- SELECTED TEXT
----
Similarly, the integers with $n$-value $=2$ are those that have $1$ and $2$ but no $3$. There are $8 \cdot 9^{x-1} - 2 \cdot 7 \cdot 8^{x-1} + 6 \cdot 7^{x-1}$.

And so on...

\begin{array} {|r|r|}\hline n\text{-value} & \text{Number of $x$-digit integers with this $n$-value} \\ \hline 0 & 8\cdot 9^{x-1} \\ \hline 1 & 8\cdot 9^{x-1} - 7 \cdot 8^{x-1} \\ \hline 2 & 8\cdot 9^{x-1} - 2\cdot 7 \cdot 8^{x-1} + 6 \cdot 7^{x-1} \\ \hline 3 & 8\cdot 9^{x-1} - 3\cdot 7 \cdot 8^{x-1} + 3\cdot 6 \cdot 7^{x-1} - 5 \cdot 6^{x-1} \\ \hline 4 & \sum_{k=0}^4 C^4_k\cdot (8-k) \cdot (9-k)^{x-1} \\ \hline 5 & \sum_{k=0}^5 C^5_k\cdot (8-k) \cdot (9-k)^{x-1} \\ \hline 6 & \sum_{k=0}^6 C^6_k\cdot (8-k) \cdot (9-k)^{x-1} \\ \hline 7 & \sum_{k=0}^7 C^7_k\cdot (8-k) \cdot (9-k)^{x-1} \\ \hline 8 & \sum_{k=0}^8 C^8_k\cdot (8-k) \cdot (9-k)^{x-1} \\ \hline \end{array}

For convenience, I shall call the numbers on the right column of the table $n_0, n_1, n_2, \dots, n_8$.

The remaining $9\cdot 10^{x-1} - (n_0 + \cdots + n_8)$ integers have all the digits $1$ through $9$, so their $n$-values are $\geq 9$.

It follows that a lower bound for $n$ is

$$\frac{0n_0 + 1n_1 + 2n_2 + \cdots + 8n_8 + 9\big[9\cdot 10^{x-1} - (n_0 + \cdots + n_8)\big]}{9\cdot 10^{x-1}}$$

Note that this is a pretty tight lower bound, since $\frac{n_0}{9\cdot 10^{x-1}} = 0.8$ so that $80\%$ of the integers have already been accounted for in the first item.
----
- DESCRIPTION OF THE TASK
In the table of the n-value excerpt, list every n-value whose count of x-digit integers is written with a summation sign.
----
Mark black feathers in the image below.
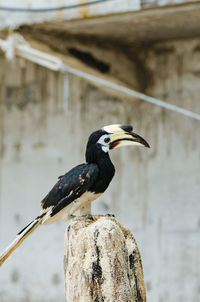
[41,164,99,214]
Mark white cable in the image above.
[0,35,200,121]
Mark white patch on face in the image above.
[102,124,124,133]
[97,134,110,152]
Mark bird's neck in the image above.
[87,147,115,193]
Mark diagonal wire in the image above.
[0,0,113,13]
[62,65,200,121]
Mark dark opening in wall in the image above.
[68,48,110,73]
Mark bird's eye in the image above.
[104,137,110,143]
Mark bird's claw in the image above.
[81,214,94,220]
[105,213,115,217]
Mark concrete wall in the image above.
[0,0,140,29]
[0,39,200,302]
[0,0,198,29]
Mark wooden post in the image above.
[64,215,146,302]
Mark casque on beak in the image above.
[109,131,150,150]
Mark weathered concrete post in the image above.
[64,215,146,302]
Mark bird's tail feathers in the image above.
[0,216,42,266]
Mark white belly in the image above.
[42,192,102,224]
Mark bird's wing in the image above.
[41,164,99,216]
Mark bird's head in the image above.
[86,124,150,162]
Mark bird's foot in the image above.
[81,214,94,220]
[105,214,115,217]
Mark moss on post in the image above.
[64,215,146,302]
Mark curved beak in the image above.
[109,131,150,150]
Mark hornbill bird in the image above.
[0,125,149,265]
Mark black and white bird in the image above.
[0,125,149,265]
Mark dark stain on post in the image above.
[90,230,104,302]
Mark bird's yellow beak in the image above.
[109,131,150,150]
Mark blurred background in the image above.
[0,0,200,302]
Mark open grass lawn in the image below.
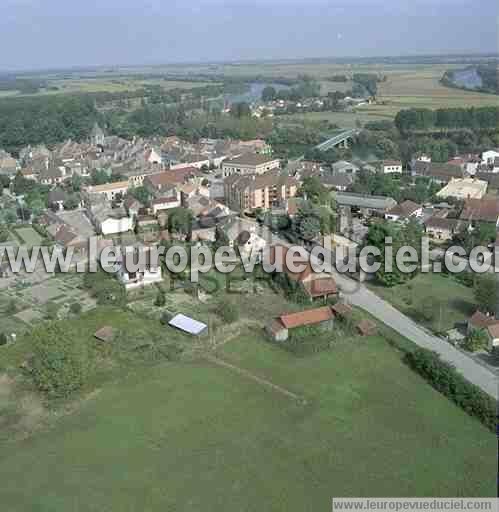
[0,324,496,512]
[369,274,477,332]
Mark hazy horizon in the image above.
[0,0,499,71]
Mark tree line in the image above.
[395,107,499,133]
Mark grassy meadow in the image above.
[0,332,496,512]
[0,281,496,512]
[369,274,477,332]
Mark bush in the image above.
[154,290,166,308]
[6,299,17,315]
[404,349,497,432]
[45,302,60,320]
[218,301,239,324]
[30,322,90,398]
[463,329,488,352]
[69,302,82,315]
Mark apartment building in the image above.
[224,173,298,211]
[222,153,281,178]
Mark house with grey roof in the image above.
[336,192,397,217]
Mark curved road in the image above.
[252,221,499,400]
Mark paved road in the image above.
[315,129,360,151]
[252,224,499,400]
[337,276,499,400]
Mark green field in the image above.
[369,274,477,332]
[0,336,496,512]
[282,111,393,129]
[275,64,499,128]
[0,291,496,512]
[0,77,216,98]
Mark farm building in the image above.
[168,314,208,336]
[266,306,334,341]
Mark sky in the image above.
[0,0,499,70]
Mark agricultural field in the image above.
[0,311,496,512]
[369,274,477,333]
[0,275,496,512]
[282,110,393,129]
[282,65,499,128]
[0,271,95,340]
[14,226,43,249]
[0,77,216,98]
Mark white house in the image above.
[222,218,267,258]
[487,324,499,350]
[381,160,402,174]
[117,246,163,291]
[385,201,423,221]
[85,180,130,201]
[151,189,182,215]
[482,149,499,165]
[89,204,134,235]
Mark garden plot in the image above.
[15,227,43,247]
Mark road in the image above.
[248,223,499,400]
[335,275,499,400]
[315,129,360,151]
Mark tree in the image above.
[64,194,80,210]
[0,175,10,189]
[128,186,151,206]
[365,221,422,287]
[69,174,83,192]
[463,329,488,352]
[474,274,499,314]
[217,300,239,324]
[168,207,194,236]
[0,226,9,244]
[45,302,60,320]
[214,226,229,249]
[6,299,17,315]
[30,322,90,398]
[300,176,329,205]
[154,290,166,308]
[0,208,17,224]
[262,85,277,102]
[69,302,82,315]
[13,173,37,195]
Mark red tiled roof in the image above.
----
- RESULT
4, 5, 6, 7, 8